**PROVIDED DATA:**
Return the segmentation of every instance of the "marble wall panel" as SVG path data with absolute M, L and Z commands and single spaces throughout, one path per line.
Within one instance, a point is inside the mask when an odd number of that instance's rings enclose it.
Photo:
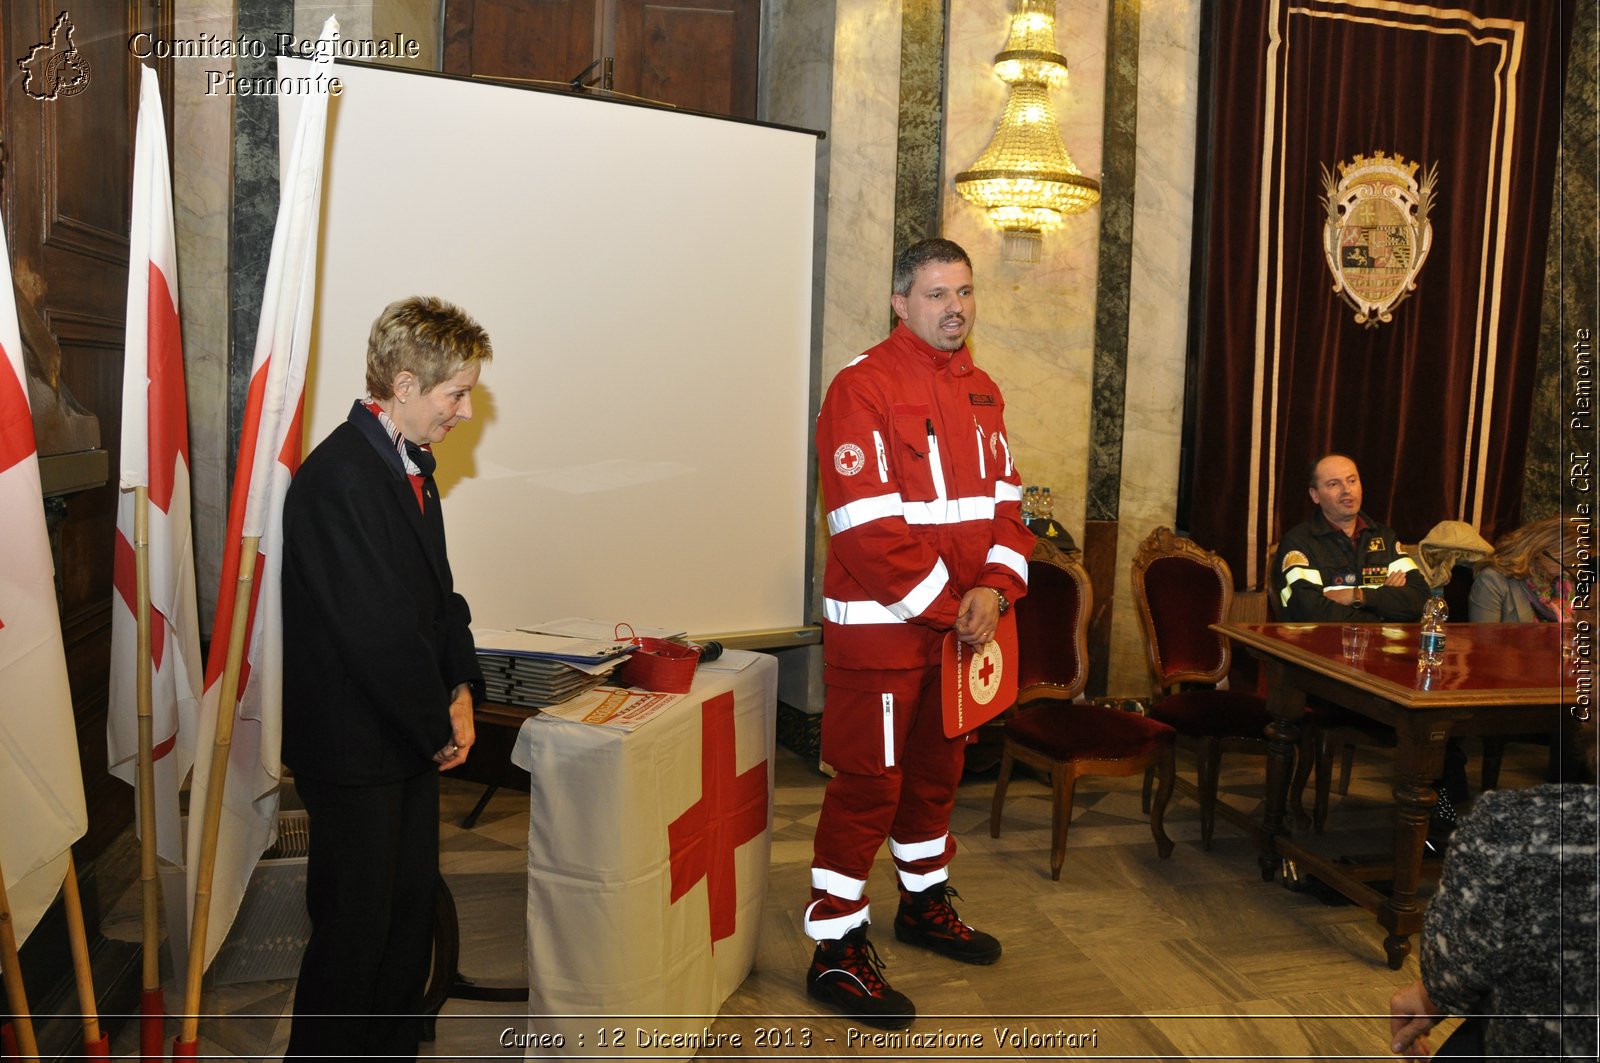
M 838 0 L 828 129 L 822 386 L 889 331 L 900 5 Z
M 1056 45 L 1071 72 L 1053 93 L 1067 151 L 1099 177 L 1103 133 L 1108 0 L 1058 0 Z M 1069 218 L 1044 237 L 1040 261 L 1006 262 L 1001 236 L 955 188 L 989 143 L 1005 110 L 995 76 L 1010 4 L 952 0 L 945 85 L 944 234 L 972 257 L 978 364 L 1006 396 L 1012 452 L 1029 484 L 1048 486 L 1055 516 L 1080 541 L 1089 453 L 1089 412 L 1099 261 L 1099 209 Z
M 757 114 L 765 121 L 829 130 L 833 124 L 833 0 L 770 0 L 762 12 L 761 75 Z M 844 108 L 849 110 L 848 101 Z M 834 137 L 817 141 L 817 186 L 814 205 L 816 235 L 813 241 L 811 291 L 811 408 L 821 401 L 823 321 L 827 313 L 825 263 L 828 239 L 830 159 Z M 814 473 L 813 473 L 814 476 Z M 814 480 L 808 479 L 808 482 Z M 813 520 L 809 535 L 811 614 L 822 609 L 822 567 L 826 536 Z M 778 699 L 810 715 L 822 712 L 822 647 L 803 646 L 780 651 Z M 786 718 L 780 716 L 780 719 Z M 780 725 L 781 729 L 781 725 Z M 804 733 L 810 734 L 809 727 Z M 807 741 L 797 748 L 810 749 Z
M 769 0 L 762 20 L 756 104 L 761 120 L 828 128 L 833 106 L 833 0 Z
M 175 36 L 232 40 L 232 0 L 179 0 Z M 202 626 L 211 629 L 228 523 L 228 208 L 233 172 L 228 145 L 233 109 L 208 94 L 229 58 L 176 59 L 172 95 L 172 200 L 178 238 L 178 299 L 183 317 L 189 402 L 195 579 Z
M 1117 594 L 1107 690 L 1149 687 L 1128 566 L 1152 529 L 1172 526 L 1183 431 L 1189 247 L 1199 107 L 1201 0 L 1142 7 L 1138 178 L 1128 305 L 1128 362 L 1118 514 Z
M 295 0 L 294 35 L 303 41 L 314 41 L 322 35 L 322 24 L 328 16 L 336 15 L 342 40 L 371 40 L 375 6 L 376 0 Z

**TASK INSTRUCTIONS:** Your copy should match the entries above exactly and contain no pictures.

**OUTPUT FOR THIS EXERCISE:**
Return the segmentation of every instance of the "marble wall panel" as SVG path data with absolute M, L and Z commands and single spaces throughout, one path per line.
Within one instance, a point is inside the mask when an odd number of that instance's rings enclose it.
Photo:
M 838 0 L 828 129 L 822 386 L 889 331 L 900 5 Z
M 1056 45 L 1071 72 L 1053 93 L 1067 151 L 1099 177 L 1103 133 L 1108 0 L 1058 0 Z M 1069 218 L 1044 237 L 1040 261 L 1006 262 L 1001 236 L 955 188 L 989 143 L 1005 110 L 995 76 L 1010 4 L 952 0 L 945 85 L 944 234 L 972 257 L 978 364 L 1006 396 L 1012 452 L 1029 484 L 1048 486 L 1055 516 L 1080 541 L 1089 453 L 1089 412 L 1099 261 L 1099 209 Z
M 757 114 L 765 121 L 829 130 L 833 124 L 833 0 L 770 0 L 762 12 L 761 75 Z M 844 108 L 849 110 L 848 101 Z M 834 137 L 817 141 L 817 186 L 814 205 L 816 235 L 813 241 L 811 291 L 811 408 L 821 401 L 823 321 L 827 313 L 825 263 L 828 239 L 830 159 Z M 814 473 L 813 473 L 814 476 Z M 814 480 L 808 479 L 808 482 Z M 813 520 L 809 535 L 811 614 L 822 609 L 822 567 L 826 536 Z M 778 699 L 810 715 L 822 712 L 822 647 L 803 646 L 780 651 Z M 786 718 L 780 716 L 780 719 Z M 780 725 L 781 729 L 781 725 Z M 804 733 L 810 734 L 809 727 Z M 807 741 L 797 748 L 810 749 Z
M 769 0 L 762 20 L 756 104 L 761 120 L 828 128 L 833 106 L 833 0 Z
M 175 36 L 232 40 L 232 0 L 179 0 Z M 202 626 L 211 629 L 228 523 L 228 208 L 233 172 L 228 145 L 233 109 L 208 94 L 229 58 L 176 59 L 172 95 L 172 200 L 178 238 L 178 299 L 183 317 L 189 402 L 195 579 Z
M 1117 594 L 1107 690 L 1149 687 L 1128 566 L 1152 529 L 1172 526 L 1183 431 L 1189 247 L 1199 107 L 1201 0 L 1142 7 L 1138 178 L 1128 305 L 1128 362 L 1118 514 Z
M 295 0 L 294 35 L 303 41 L 314 41 L 322 35 L 322 24 L 328 16 L 336 15 L 342 40 L 371 40 L 375 6 L 376 0 Z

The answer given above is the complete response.